### [TASK TO COMPLETE]
Could you write out everything from the line containing "point: yellow trash" down to the end of the records, requests included, shifting each answer's coordinates by adding 64 to every number?

### [SUPPLIED MATERIAL]
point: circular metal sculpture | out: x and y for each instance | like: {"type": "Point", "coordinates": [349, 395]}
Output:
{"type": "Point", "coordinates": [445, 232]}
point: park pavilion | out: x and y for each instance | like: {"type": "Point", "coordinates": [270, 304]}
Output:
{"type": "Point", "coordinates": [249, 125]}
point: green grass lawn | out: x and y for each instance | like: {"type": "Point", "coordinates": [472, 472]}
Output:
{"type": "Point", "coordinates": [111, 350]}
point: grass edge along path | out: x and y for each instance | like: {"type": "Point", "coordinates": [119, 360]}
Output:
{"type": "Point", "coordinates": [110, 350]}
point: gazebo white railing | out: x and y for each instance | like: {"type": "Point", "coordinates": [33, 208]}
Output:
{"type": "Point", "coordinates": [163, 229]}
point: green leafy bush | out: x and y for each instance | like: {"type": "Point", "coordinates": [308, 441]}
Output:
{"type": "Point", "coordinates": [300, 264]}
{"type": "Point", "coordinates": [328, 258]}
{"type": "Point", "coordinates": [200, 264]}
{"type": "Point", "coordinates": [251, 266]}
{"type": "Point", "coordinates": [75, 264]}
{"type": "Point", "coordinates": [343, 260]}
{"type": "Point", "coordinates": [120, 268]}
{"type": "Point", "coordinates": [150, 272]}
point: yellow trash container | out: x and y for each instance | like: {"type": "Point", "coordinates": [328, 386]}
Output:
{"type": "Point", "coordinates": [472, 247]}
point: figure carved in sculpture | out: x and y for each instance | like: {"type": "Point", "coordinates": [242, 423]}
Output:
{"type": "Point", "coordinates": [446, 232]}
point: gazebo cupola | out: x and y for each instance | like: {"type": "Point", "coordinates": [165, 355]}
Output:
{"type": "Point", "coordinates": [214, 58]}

### [REPLY TO THE EXERCISE]
point: yellow trash container | out: x and y for each instance | like: {"type": "Point", "coordinates": [328, 386]}
Output:
{"type": "Point", "coordinates": [536, 311]}
point: figure carved in sculpture | out: x and y for each instance | like: {"type": "Point", "coordinates": [242, 423]}
Output:
{"type": "Point", "coordinates": [510, 296]}
point: gazebo cupola | out: x and y for each instance | like: {"type": "Point", "coordinates": [165, 355]}
Output:
{"type": "Point", "coordinates": [278, 122]}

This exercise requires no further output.